Stored items =>
##############################
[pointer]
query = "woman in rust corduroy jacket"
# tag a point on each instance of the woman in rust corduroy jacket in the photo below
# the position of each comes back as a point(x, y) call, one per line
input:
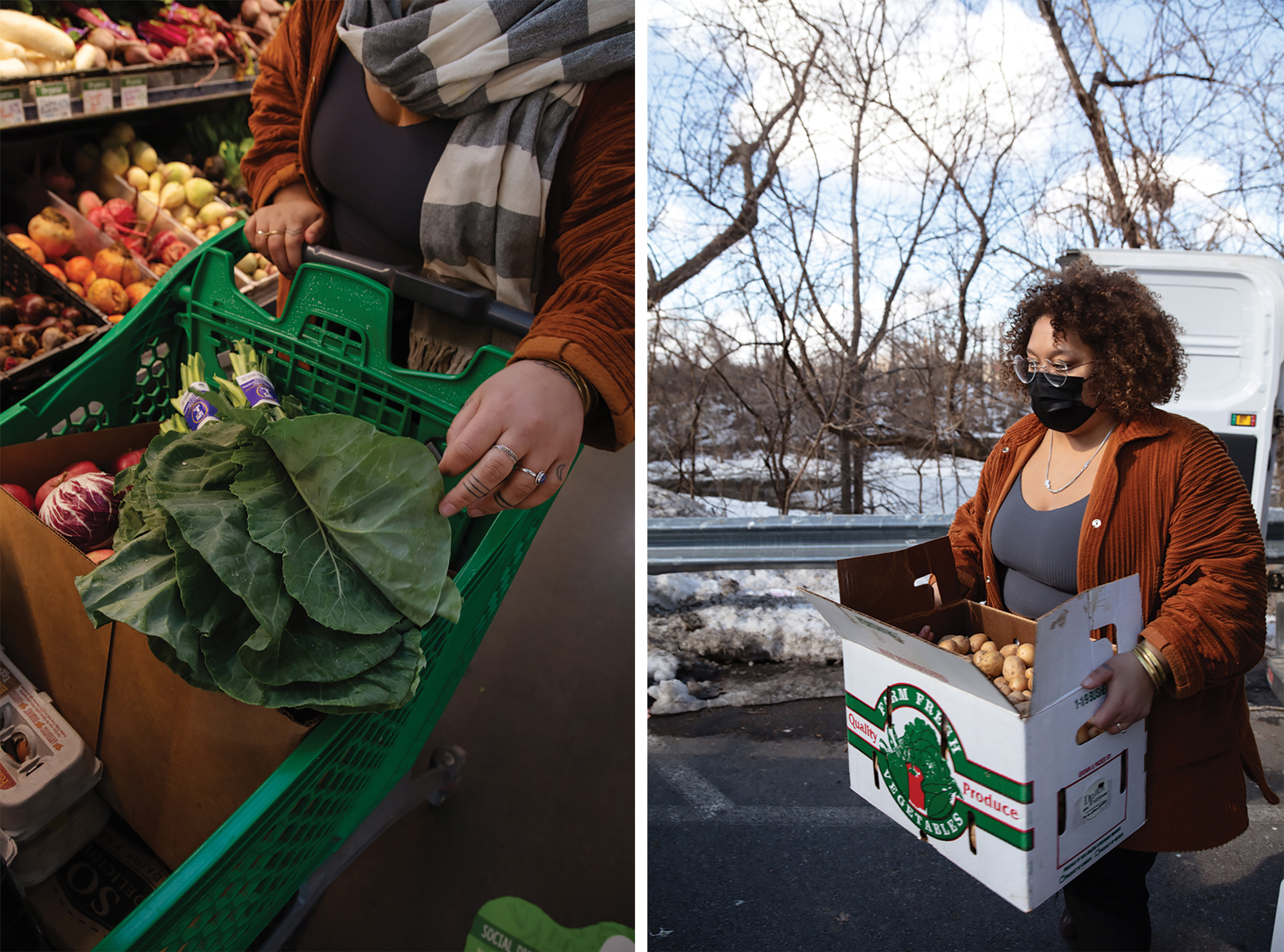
point(585, 307)
point(1166, 502)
##############################
PROBLEM TO SOLVE => Can you write out these lines again with every "corduroy" swapped for "denim", keeping the rest as it is and leaving out the pictures?

RESPONSE TO THIS EXERCISE =>
[pointer]
query = "woman in rust denim jacket"
# tag a point on each instance of the woman in rust denim jacket in the photo below
# the position of each comes back as a point(x, y) call, one per line
input:
point(585, 307)
point(1166, 502)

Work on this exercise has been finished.